··· Given records ···
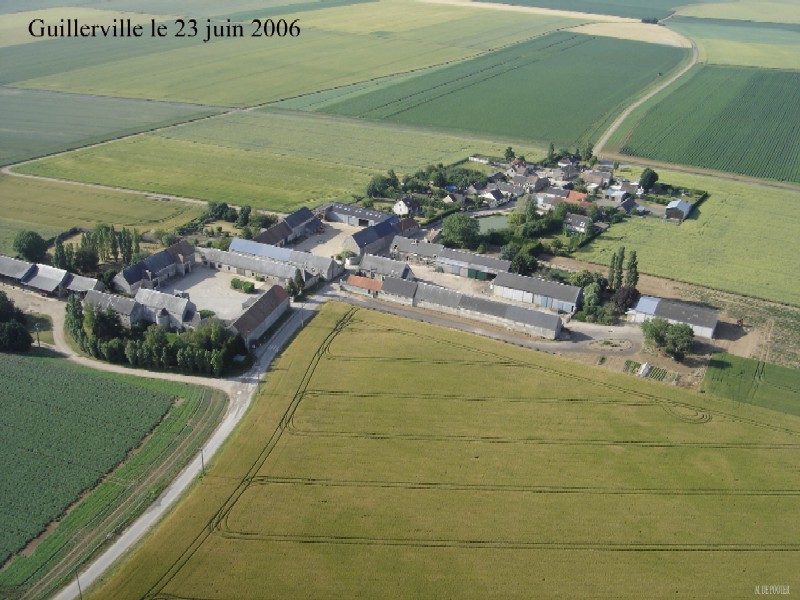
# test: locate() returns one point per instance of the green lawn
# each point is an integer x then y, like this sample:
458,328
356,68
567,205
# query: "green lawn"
728,119
754,382
540,91
367,468
731,242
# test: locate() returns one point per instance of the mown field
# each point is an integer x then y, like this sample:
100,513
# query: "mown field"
40,123
277,161
728,119
336,46
51,207
537,91
730,242
745,43
754,382
367,469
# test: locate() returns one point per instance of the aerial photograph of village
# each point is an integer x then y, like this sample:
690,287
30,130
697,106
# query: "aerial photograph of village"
415,299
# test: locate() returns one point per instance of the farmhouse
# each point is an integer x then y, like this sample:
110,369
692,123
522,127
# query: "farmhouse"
356,215
577,223
163,309
47,280
178,259
319,266
678,209
261,315
372,239
129,311
249,266
703,321
13,270
457,262
559,297
380,267
362,285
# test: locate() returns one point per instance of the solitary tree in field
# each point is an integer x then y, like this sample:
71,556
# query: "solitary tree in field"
30,246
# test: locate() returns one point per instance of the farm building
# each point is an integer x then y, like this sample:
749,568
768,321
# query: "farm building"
548,294
356,215
277,235
406,207
577,223
321,266
372,239
251,266
176,260
401,291
13,270
79,286
678,209
362,285
380,267
129,311
465,264
703,321
47,280
164,309
261,315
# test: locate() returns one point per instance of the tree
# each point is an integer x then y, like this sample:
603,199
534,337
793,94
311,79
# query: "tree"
461,230
632,271
648,179
680,338
655,331
30,246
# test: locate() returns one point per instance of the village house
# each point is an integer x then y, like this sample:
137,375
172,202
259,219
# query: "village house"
702,320
559,297
260,315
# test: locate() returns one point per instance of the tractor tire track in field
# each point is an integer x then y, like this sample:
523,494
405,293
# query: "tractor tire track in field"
221,515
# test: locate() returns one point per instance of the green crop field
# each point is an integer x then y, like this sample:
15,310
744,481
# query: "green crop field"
542,90
336,46
729,119
754,382
730,242
39,123
745,43
277,161
51,207
366,468
636,9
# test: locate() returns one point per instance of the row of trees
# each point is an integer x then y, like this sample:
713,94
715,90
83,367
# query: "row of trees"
208,349
14,336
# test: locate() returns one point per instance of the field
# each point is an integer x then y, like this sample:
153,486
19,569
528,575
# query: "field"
730,242
754,382
728,119
39,123
510,93
268,160
367,469
730,42
337,46
51,207
60,444
636,9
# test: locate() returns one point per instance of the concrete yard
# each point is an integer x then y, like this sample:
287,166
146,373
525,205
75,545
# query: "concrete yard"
211,289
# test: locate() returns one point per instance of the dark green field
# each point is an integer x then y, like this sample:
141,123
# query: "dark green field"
729,119
543,90
754,382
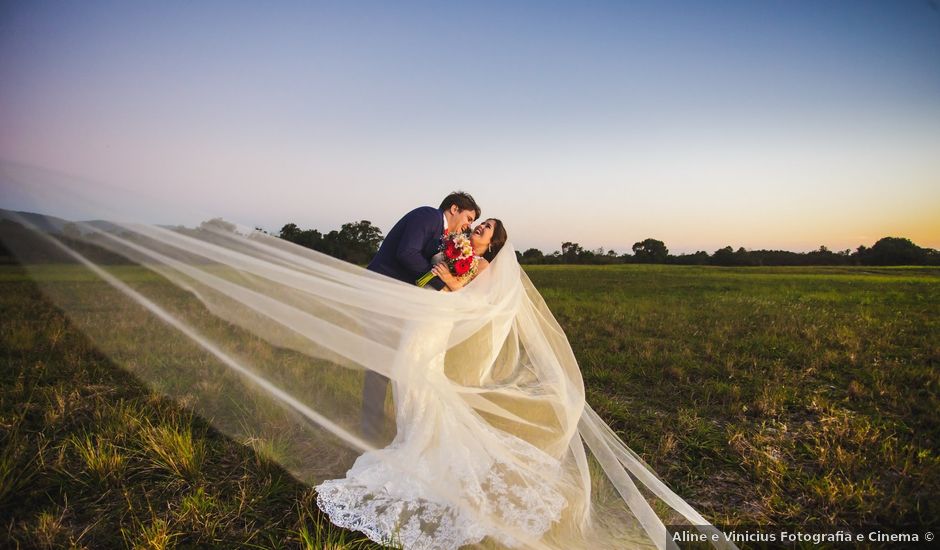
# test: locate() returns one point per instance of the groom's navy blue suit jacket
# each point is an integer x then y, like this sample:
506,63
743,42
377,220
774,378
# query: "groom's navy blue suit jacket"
406,252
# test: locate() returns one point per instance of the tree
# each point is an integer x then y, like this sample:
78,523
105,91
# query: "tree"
355,242
290,232
650,251
893,251
571,252
724,256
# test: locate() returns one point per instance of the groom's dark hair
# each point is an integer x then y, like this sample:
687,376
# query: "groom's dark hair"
463,201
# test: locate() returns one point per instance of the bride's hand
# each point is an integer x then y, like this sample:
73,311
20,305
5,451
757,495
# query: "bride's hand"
445,275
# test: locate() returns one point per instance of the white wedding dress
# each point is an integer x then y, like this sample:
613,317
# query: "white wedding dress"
269,341
454,474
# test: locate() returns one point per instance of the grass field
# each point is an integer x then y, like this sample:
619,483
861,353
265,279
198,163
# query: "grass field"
761,395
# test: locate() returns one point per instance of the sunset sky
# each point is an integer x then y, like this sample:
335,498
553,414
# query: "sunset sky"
770,124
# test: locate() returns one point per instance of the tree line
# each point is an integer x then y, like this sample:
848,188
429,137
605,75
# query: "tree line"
358,241
887,251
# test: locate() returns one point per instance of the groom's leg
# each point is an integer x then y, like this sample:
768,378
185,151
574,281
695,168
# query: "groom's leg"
374,390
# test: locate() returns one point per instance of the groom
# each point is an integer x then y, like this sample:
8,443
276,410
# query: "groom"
406,255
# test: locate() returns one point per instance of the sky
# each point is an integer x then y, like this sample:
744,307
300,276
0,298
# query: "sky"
773,124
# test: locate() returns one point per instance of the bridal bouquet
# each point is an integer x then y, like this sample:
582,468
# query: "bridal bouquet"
458,255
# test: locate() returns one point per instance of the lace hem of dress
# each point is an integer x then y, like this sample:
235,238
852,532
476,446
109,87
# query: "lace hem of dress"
415,525
394,511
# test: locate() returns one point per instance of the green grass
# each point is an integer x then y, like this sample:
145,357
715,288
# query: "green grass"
767,395
761,395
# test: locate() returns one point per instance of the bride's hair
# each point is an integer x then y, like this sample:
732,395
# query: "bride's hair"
497,241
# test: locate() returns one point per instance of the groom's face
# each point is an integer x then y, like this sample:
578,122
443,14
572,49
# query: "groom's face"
461,220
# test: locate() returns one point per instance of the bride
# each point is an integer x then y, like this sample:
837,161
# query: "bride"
268,340
456,473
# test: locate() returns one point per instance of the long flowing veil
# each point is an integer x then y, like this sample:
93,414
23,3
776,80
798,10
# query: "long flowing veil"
270,341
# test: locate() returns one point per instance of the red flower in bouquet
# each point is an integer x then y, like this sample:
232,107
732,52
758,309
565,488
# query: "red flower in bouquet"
462,266
451,250
458,255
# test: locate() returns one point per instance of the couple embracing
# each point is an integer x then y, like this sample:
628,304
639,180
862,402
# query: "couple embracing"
414,247
494,444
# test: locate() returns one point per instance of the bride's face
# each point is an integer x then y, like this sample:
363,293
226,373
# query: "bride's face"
483,234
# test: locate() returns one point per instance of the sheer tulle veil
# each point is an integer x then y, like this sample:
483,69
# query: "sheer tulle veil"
269,341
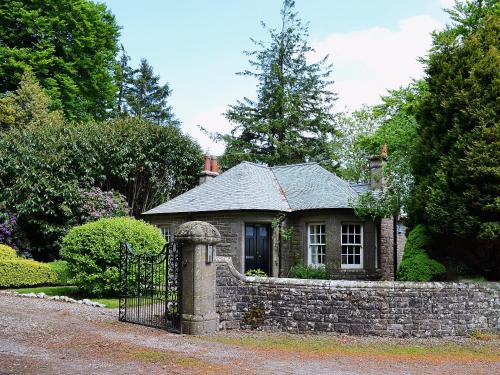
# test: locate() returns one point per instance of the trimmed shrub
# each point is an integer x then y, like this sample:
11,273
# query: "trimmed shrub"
19,272
92,251
60,267
7,252
416,264
301,271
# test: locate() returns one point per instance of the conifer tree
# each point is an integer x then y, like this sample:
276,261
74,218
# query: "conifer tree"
290,121
147,98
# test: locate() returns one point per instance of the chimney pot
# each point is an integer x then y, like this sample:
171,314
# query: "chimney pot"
214,166
209,169
207,163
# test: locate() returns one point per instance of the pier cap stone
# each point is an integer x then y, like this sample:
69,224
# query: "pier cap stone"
197,232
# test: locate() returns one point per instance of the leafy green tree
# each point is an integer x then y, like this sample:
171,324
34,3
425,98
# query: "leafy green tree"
29,105
392,127
291,119
7,114
46,168
147,99
70,45
457,161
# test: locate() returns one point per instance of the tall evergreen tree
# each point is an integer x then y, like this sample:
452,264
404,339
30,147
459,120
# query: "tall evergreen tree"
147,99
457,161
291,119
70,45
123,77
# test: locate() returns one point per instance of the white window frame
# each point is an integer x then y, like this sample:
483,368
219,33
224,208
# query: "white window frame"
167,237
310,245
342,244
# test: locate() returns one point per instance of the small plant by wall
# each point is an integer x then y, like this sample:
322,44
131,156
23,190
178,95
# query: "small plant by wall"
301,271
254,317
258,272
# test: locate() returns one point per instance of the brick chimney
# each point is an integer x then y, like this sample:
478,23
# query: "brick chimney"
210,169
377,163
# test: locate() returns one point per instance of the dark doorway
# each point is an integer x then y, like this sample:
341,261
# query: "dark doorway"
257,247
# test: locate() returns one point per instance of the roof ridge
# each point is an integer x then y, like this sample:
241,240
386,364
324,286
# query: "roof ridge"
293,165
281,191
252,163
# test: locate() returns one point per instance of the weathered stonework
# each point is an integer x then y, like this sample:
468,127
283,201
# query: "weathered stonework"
286,253
387,248
380,308
199,314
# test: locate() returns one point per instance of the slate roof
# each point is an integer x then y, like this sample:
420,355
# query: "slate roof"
250,186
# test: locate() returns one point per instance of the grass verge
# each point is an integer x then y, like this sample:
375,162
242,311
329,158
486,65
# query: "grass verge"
70,291
318,345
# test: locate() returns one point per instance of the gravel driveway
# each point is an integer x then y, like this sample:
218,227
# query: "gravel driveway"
50,337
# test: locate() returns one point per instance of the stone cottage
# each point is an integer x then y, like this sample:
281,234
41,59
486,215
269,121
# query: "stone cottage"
271,218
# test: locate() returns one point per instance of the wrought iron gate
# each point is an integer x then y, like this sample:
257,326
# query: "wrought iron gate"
150,287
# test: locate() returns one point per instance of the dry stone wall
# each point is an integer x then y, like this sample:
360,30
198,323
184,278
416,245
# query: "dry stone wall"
355,307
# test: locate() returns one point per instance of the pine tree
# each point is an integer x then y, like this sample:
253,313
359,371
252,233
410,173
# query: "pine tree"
291,119
70,45
123,77
147,99
457,160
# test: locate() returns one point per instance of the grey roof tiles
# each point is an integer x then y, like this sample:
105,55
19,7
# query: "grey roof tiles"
250,186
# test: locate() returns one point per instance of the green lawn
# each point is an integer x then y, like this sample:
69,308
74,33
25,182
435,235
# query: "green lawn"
70,291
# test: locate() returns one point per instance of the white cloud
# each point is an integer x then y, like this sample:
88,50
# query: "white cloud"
447,3
368,62
214,121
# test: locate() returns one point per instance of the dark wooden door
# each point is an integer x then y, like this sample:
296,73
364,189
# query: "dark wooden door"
257,247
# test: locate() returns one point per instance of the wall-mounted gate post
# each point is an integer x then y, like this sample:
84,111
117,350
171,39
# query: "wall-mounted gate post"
198,240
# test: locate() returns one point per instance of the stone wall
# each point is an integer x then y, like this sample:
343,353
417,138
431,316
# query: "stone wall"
230,225
355,307
296,250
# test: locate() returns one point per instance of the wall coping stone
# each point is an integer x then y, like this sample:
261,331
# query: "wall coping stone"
358,284
197,232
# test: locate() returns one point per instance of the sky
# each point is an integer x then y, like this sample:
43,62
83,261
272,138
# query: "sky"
197,47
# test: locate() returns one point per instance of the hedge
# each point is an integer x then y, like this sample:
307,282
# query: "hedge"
92,251
7,252
19,272
60,267
416,264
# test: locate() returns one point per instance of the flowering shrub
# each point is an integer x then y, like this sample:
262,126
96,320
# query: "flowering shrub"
8,229
98,204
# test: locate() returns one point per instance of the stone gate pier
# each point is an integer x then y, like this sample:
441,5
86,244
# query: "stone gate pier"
198,270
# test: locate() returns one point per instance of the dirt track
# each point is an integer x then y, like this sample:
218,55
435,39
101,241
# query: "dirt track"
50,337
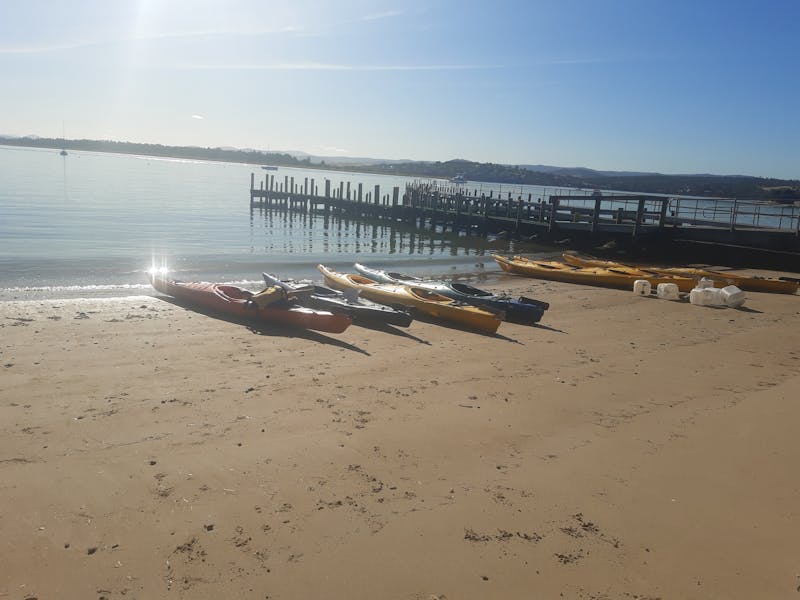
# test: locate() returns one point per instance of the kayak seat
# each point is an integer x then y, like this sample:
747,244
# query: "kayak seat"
269,296
233,292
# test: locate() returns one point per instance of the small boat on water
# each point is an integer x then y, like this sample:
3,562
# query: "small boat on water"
622,278
522,310
745,282
238,302
424,301
359,309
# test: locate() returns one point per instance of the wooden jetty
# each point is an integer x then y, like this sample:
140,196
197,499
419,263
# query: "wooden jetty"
591,217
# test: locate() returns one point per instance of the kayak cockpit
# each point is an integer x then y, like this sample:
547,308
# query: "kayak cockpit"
231,292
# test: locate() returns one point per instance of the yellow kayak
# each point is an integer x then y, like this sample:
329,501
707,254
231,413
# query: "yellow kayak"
622,277
423,300
746,282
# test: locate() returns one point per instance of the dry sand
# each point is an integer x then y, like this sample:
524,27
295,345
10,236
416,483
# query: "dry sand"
629,448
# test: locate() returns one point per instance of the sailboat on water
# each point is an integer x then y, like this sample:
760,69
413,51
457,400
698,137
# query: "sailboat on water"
63,141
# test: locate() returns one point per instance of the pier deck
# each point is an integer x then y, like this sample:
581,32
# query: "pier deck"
631,218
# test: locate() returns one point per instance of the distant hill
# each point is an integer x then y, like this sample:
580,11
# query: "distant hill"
725,186
581,171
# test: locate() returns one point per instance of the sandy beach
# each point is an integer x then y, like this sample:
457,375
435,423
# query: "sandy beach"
626,448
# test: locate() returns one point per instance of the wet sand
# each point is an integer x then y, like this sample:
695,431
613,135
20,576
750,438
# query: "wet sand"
628,448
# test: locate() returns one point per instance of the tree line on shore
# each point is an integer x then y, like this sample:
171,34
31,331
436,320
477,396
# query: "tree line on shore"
726,186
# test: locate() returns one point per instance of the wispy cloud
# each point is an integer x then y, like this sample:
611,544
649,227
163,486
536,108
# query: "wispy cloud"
166,35
311,66
384,15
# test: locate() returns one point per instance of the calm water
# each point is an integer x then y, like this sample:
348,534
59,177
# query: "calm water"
89,225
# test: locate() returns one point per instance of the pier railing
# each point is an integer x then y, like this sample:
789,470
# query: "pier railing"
525,215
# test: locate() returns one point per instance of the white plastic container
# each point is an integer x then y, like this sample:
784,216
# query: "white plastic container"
733,296
667,291
707,296
705,282
642,287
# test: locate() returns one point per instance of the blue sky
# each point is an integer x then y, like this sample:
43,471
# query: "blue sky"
669,86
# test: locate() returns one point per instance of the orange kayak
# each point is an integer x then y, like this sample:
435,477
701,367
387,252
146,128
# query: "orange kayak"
235,301
622,277
748,283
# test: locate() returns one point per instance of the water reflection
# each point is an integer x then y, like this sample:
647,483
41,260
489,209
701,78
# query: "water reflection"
297,232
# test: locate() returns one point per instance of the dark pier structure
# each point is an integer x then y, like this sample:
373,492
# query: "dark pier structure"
750,233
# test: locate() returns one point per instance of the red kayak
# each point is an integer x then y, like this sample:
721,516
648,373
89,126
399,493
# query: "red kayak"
237,302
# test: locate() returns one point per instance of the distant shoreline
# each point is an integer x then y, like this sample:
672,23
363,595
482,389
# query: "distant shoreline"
719,186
···
→ What to do:
Leave out every line before the one containing "# test: locate() returns one point per instance of the calm"; set down that line and all remaining lines of the material exactly.

→ Full answer:
# test: locate() returns one point per instance of the calm water
# each point is an integer x then y, like this sample:
348,534
59,177
# query: "calm water"
89,225
# test: locate() returns one point per instance of the pier railing
# each point is an integer x then y, like this sample:
789,470
# query: "pier railing"
525,215
# test: locate() returns one point per instance of the white plastic container
# each point is an integer x then y, like this sample:
784,216
# query: "white plastic container"
733,296
667,291
707,296
705,282
642,287
# test: locate() returns one point per instance of the blue sky
# each point is an integer x then y, like this sample:
43,471
# query: "blue sky"
669,86
# test: locate() returns one point per instance of the orange kayak
# each point is an integer x then y, like this sample:
435,477
701,367
387,252
146,128
# query: "orange kayak"
235,301
622,277
748,283
# test: locate() returns one point per instance of the water reflection
# each point is an integer x then y, like this sample:
647,483
41,260
489,209
701,78
# query: "water reflection"
297,232
# test: locate() returns one point per instance of the dark pier structure
# each point is an integer x then y, like this sample:
373,492
# query: "dark pier structure"
750,233
# test: locate() returns one point per instance of the red kayak
# each point is an integer x then y, like this sample:
721,516
648,373
89,126
399,493
# query: "red kayak"
237,302
# test: locate() returns one point per instance of the distant shoreline
# each point is an integer x then y, like this sample:
672,23
363,595
482,389
# query: "distant shoreline"
719,186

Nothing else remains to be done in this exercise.